[JPL] Ignorance of past greatness not limited to jazz

kingmemphis5 kingmemphis5 at aol.com
Thu Mar 15 09:04:22 EDT 2012


It's not ignorance of past. It's a lack of respect. Everybody wants to be something else.(youth of today's artist) And they feel that comparison is to their disadvantage. That's why they get strung out on drugs and egos



-----Original Message-----
From: Mark Hayes <mark.e.hayes at gmail.com>
To: jazzproglist <jazzproglist at jazzweek.com>
Sent: Thu, Mar 15, 2012 7:52 am
Subject: Re: [JPL] Ignorance of past greatness not limited to jazz



Good morning:

I've been teaching for over 20 years and programming music (on WDNA in
MIami) for only about five, but people's observations about the general
ignorance of the history of jazz -- or the past in general -- doesn't
surprise me.  With my own kids, I've made an effort to introduce them to
all kinds of music -- I program their little MP3 player with songs from
Baby Loves Jazz, but also Louis Armstrong and classic blues and plenty of
"old-timey music."

I've taught a cultural history course about America for the past five years
as well, and we've crafted a sequence of presentations on American popular
music.  Most young people today -- even if they study music for one band or
another -- listen to the popular music of the day, which means that their
general awareness goes back to about 2000.  So, for them, even artists like
NIrvana or Jay Z are relatively old school.  Duke Ellington is to them is
what Bert Williams would be to me -- so far in the past to be out of reach.

== == ==

**Directions:** How would you sum up the post in three sentences? The entries here bear no relation to the post.

== == ==

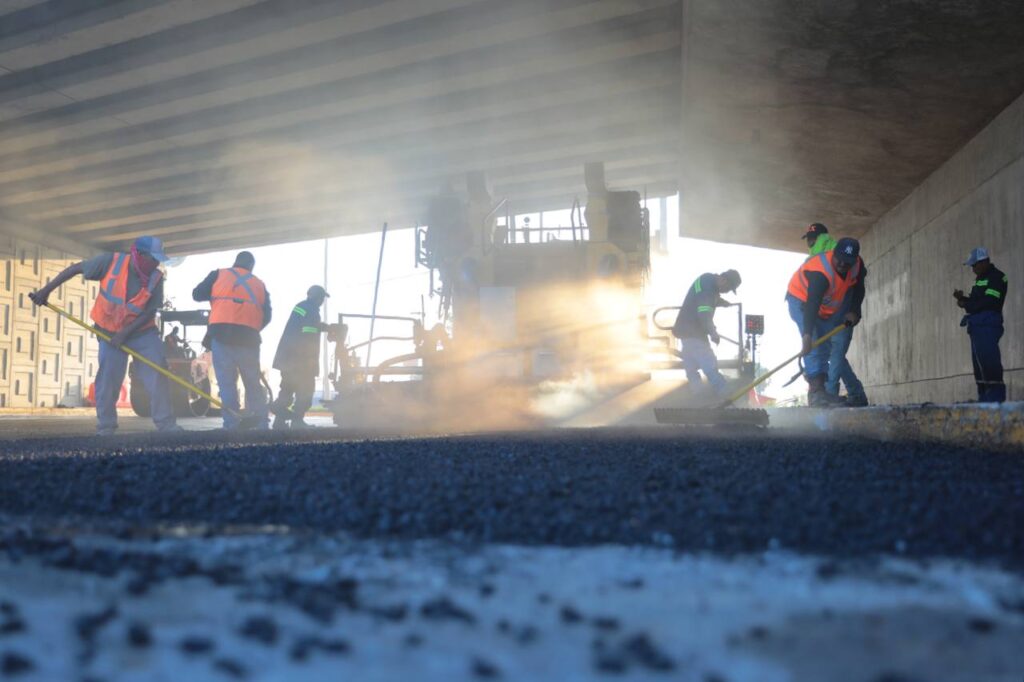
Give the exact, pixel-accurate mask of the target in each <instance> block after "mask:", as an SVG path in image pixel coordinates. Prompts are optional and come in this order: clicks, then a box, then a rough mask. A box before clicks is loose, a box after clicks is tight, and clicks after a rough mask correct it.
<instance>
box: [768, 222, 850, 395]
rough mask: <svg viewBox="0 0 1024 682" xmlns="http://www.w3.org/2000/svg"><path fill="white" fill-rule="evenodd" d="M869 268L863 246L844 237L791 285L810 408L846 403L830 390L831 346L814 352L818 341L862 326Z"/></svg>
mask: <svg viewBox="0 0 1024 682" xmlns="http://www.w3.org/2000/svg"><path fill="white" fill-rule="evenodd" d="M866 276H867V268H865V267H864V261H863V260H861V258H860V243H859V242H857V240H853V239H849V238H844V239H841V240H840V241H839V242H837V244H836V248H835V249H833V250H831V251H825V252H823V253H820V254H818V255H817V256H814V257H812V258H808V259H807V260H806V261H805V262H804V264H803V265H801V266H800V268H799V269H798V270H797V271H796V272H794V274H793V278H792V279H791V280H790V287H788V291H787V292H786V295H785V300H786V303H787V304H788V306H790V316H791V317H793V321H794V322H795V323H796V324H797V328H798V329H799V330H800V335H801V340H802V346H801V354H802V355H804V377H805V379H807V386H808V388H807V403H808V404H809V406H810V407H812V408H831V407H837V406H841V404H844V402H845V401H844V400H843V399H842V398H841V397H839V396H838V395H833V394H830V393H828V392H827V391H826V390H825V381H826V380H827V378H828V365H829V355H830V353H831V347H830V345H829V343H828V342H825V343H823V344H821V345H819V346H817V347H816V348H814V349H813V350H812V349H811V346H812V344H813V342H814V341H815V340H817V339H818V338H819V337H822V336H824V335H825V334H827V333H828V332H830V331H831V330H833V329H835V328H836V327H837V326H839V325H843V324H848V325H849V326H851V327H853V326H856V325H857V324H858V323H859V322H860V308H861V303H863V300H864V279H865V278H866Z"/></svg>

== == ==

**The completed task:** Replying on a jazz list, kingmemphis5 argues that the problem is a lack of respect rather than ignorance of the past, since today's young artists want to be something else, fear comparison, and get strung out on drugs and egos. The quoted message from Mark Hayes, who has taught for over 20 years and programmed music on WDNA in Miami for about five, says the general ignorance of jazz history is not surprising and describes introducing his own kids to many kinds of music, including Louis Armstrong and classic blues. Drawing on a cultural history course about America, Mark Hayes observes that most young people listen to the popular music of the day, so their awareness goes back only to about 2000 and Duke Ellington seems as far out of reach to them as Bert Williams would to the writer.